> _RECORDED DATA_

.....

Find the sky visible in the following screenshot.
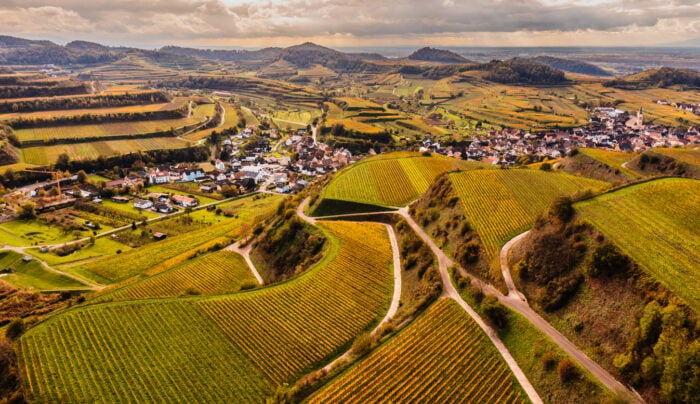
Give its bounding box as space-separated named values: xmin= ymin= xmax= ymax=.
xmin=0 ymin=0 xmax=700 ymax=48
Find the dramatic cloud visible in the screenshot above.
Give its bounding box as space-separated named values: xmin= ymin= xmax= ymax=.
xmin=0 ymin=0 xmax=700 ymax=45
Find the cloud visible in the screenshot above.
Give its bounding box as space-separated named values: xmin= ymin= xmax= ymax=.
xmin=0 ymin=0 xmax=700 ymax=43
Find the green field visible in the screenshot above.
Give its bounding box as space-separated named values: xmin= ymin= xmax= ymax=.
xmin=575 ymin=178 xmax=700 ymax=312
xmin=450 ymin=169 xmax=610 ymax=258
xmin=0 ymin=251 xmax=87 ymax=290
xmin=579 ymin=148 xmax=639 ymax=179
xmin=0 ymin=219 xmax=73 ymax=247
xmin=321 ymin=153 xmax=480 ymax=211
xmin=104 ymin=251 xmax=257 ymax=300
xmin=19 ymin=222 xmax=392 ymax=403
xmin=309 ymin=299 xmax=529 ymax=403
xmin=21 ymin=137 xmax=190 ymax=165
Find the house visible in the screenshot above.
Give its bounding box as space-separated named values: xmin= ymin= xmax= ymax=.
xmin=172 ymin=195 xmax=199 ymax=208
xmin=148 ymin=170 xmax=170 ymax=184
xmin=134 ymin=199 xmax=153 ymax=209
xmin=182 ymin=168 xmax=204 ymax=182
xmin=153 ymin=202 xmax=175 ymax=213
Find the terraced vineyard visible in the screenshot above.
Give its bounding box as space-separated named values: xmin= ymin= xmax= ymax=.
xmin=105 ymin=251 xmax=257 ymax=300
xmin=322 ymin=154 xmax=481 ymax=210
xmin=575 ymin=178 xmax=700 ymax=312
xmin=309 ymin=299 xmax=527 ymax=403
xmin=19 ymin=222 xmax=393 ymax=403
xmin=579 ymin=148 xmax=639 ymax=178
xmin=450 ymin=170 xmax=610 ymax=257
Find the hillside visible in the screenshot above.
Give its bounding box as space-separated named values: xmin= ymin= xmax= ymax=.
xmin=604 ymin=67 xmax=700 ymax=90
xmin=407 ymin=47 xmax=471 ymax=63
xmin=531 ymin=56 xmax=612 ymax=77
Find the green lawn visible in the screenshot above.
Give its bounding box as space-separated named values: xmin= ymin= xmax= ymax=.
xmin=0 ymin=251 xmax=86 ymax=290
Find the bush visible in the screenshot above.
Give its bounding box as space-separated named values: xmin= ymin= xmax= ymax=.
xmin=557 ymin=358 xmax=578 ymax=383
xmin=5 ymin=318 xmax=24 ymax=339
xmin=481 ymin=296 xmax=508 ymax=329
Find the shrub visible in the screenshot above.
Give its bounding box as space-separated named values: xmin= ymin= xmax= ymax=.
xmin=481 ymin=296 xmax=508 ymax=329
xmin=557 ymin=358 xmax=578 ymax=383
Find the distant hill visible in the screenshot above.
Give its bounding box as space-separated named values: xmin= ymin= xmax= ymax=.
xmin=407 ymin=47 xmax=471 ymax=63
xmin=604 ymin=67 xmax=700 ymax=89
xmin=530 ymin=56 xmax=612 ymax=76
xmin=476 ymin=58 xmax=567 ymax=84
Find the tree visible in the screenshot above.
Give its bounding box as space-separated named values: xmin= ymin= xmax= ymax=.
xmin=17 ymin=201 xmax=36 ymax=220
xmin=56 ymin=153 xmax=70 ymax=170
xmin=77 ymin=170 xmax=88 ymax=184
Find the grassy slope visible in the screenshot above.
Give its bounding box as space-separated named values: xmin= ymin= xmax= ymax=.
xmin=20 ymin=222 xmax=392 ymax=402
xmin=310 ymin=299 xmax=527 ymax=403
xmin=575 ymin=178 xmax=700 ymax=311
xmin=450 ymin=170 xmax=610 ymax=257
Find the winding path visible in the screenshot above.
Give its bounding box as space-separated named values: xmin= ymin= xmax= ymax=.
xmin=224 ymin=242 xmax=265 ymax=286
xmin=297 ymin=198 xmax=402 ymax=372
xmin=297 ymin=198 xmax=644 ymax=403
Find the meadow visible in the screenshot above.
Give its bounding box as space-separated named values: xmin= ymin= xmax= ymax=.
xmin=19 ymin=222 xmax=392 ymax=403
xmin=309 ymin=299 xmax=529 ymax=403
xmin=321 ymin=153 xmax=481 ymax=211
xmin=574 ymin=178 xmax=700 ymax=312
xmin=450 ymin=169 xmax=610 ymax=258
xmin=21 ymin=137 xmax=190 ymax=165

.....

> _WRITTEN REQUEST_
Please change every "bounding box" in all the rows above to "enclosing rectangle", keep everything else the same, and leave the pictures out of your answer.

> _THE RESULT_
Find the sky visible in the following screenshot.
Give its enclosing rectangle as space-separated named values: xmin= ymin= xmax= ymax=.
xmin=0 ymin=0 xmax=700 ymax=48
Find the dramatic cloud visible in the screenshot above.
Give its enclosing rectangle as space-separated named values: xmin= ymin= xmax= ymax=.
xmin=0 ymin=0 xmax=700 ymax=45
Find the cloud visible in the screenshot above.
Give its enclosing rectangle as space-separated named values: xmin= ymin= xmax= ymax=.
xmin=0 ymin=0 xmax=700 ymax=43
Find the green field visible in the screenshot above.
Give its enclosing rectangle as space-separated named values: xmin= ymin= xmax= ymax=.
xmin=575 ymin=178 xmax=700 ymax=312
xmin=450 ymin=169 xmax=610 ymax=258
xmin=0 ymin=251 xmax=87 ymax=290
xmin=579 ymin=148 xmax=639 ymax=179
xmin=0 ymin=219 xmax=73 ymax=247
xmin=321 ymin=153 xmax=480 ymax=211
xmin=104 ymin=251 xmax=257 ymax=300
xmin=19 ymin=222 xmax=392 ymax=403
xmin=309 ymin=299 xmax=529 ymax=403
xmin=21 ymin=137 xmax=190 ymax=165
Find the house visible in the screenshot above.
Give its enclosing rectangle as space-separated named values: xmin= ymin= xmax= ymax=.
xmin=172 ymin=195 xmax=199 ymax=208
xmin=148 ymin=170 xmax=170 ymax=184
xmin=134 ymin=199 xmax=153 ymax=209
xmin=182 ymin=168 xmax=204 ymax=182
xmin=153 ymin=202 xmax=175 ymax=213
Find the terraced vineyard visible in the screenshot above.
Give its enclosing rectangle as space-separated named values: xmin= ymin= xmax= ymax=.
xmin=105 ymin=251 xmax=257 ymax=300
xmin=322 ymin=154 xmax=481 ymax=210
xmin=575 ymin=178 xmax=700 ymax=312
xmin=309 ymin=299 xmax=527 ymax=403
xmin=19 ymin=222 xmax=393 ymax=403
xmin=579 ymin=148 xmax=639 ymax=178
xmin=450 ymin=170 xmax=610 ymax=257
Find the hillside visible in the screenshot above.
Give its enclosing rectangle as space-separated named values: xmin= ymin= xmax= ymax=.
xmin=604 ymin=67 xmax=700 ymax=90
xmin=407 ymin=47 xmax=471 ymax=63
xmin=531 ymin=56 xmax=612 ymax=77
Find the green lawn visible in the screenshot above.
Give its enclosing rectangle as space-separated named values: xmin= ymin= xmax= ymax=.
xmin=0 ymin=251 xmax=86 ymax=290
Find the bush visible in the screenshot above.
Give its enclosing rectangle as space-separated named values: xmin= ymin= xmax= ymax=.
xmin=557 ymin=358 xmax=578 ymax=383
xmin=5 ymin=318 xmax=24 ymax=339
xmin=481 ymin=296 xmax=508 ymax=329
Find the shrub visible in the screenshot above.
Give its enclosing rectangle as space-separated named values: xmin= ymin= xmax= ymax=.
xmin=481 ymin=296 xmax=508 ymax=329
xmin=557 ymin=358 xmax=578 ymax=383
Find the distant hill visible in the screenshot above.
Give its enclosing rectangle as space-separated named values: xmin= ymin= xmax= ymax=.
xmin=407 ymin=47 xmax=471 ymax=63
xmin=604 ymin=67 xmax=700 ymax=89
xmin=530 ymin=56 xmax=612 ymax=76
xmin=476 ymin=58 xmax=567 ymax=84
Find the tree visible in the screenshot above.
Give its enclosing rectangle as space-separated named values: xmin= ymin= xmax= ymax=.
xmin=17 ymin=201 xmax=36 ymax=220
xmin=56 ymin=153 xmax=70 ymax=170
xmin=77 ymin=170 xmax=88 ymax=184
Find the grassy slope visible in the screenshot above.
Give its enclosing rectangle as space-separated named values: xmin= ymin= xmax= ymax=.
xmin=20 ymin=222 xmax=392 ymax=402
xmin=310 ymin=299 xmax=527 ymax=403
xmin=575 ymin=178 xmax=700 ymax=311
xmin=450 ymin=170 xmax=610 ymax=257
Find the winding path visible in the screenshot above.
Give its enclosing rectangle as space-separated named values: xmin= ymin= xmax= ymax=.
xmin=224 ymin=242 xmax=265 ymax=286
xmin=297 ymin=198 xmax=402 ymax=372
xmin=297 ymin=198 xmax=644 ymax=403
Find the meadow visible in the screenshot above.
Give its enclosing rectangle as space-separated named values: xmin= ymin= xmax= ymax=.
xmin=19 ymin=222 xmax=392 ymax=403
xmin=309 ymin=299 xmax=529 ymax=403
xmin=321 ymin=153 xmax=481 ymax=211
xmin=574 ymin=178 xmax=700 ymax=312
xmin=450 ymin=169 xmax=610 ymax=258
xmin=21 ymin=137 xmax=190 ymax=165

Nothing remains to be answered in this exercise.